───── Material for this exercise
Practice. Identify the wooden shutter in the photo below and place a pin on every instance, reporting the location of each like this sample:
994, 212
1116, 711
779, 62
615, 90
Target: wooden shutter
──────────
* Problem *
Return every line above exactly.

* The answer *
Practice. Identify the wooden shutter in the photo below and place a pin on every instance, reporting the location of each like this sample:
994, 212
1116, 711
779, 62
615, 90
Target: wooden shutter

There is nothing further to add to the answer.